> [REQUIRED ACTION]: I would like every record below transcribed exactly as it is.

> [MATERIALS PROVIDED]:
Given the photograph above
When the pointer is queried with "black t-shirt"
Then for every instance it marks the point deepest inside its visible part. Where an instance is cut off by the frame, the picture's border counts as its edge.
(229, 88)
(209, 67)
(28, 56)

> [OUTPUT]:
Given the photograph above
When the pointer is queried with "black t-shirt"
Then for every instance it marks the point deepest inside its visible part. Where an instance is cut off by the frame, the picture's border counts as its edge.
(229, 88)
(209, 67)
(28, 56)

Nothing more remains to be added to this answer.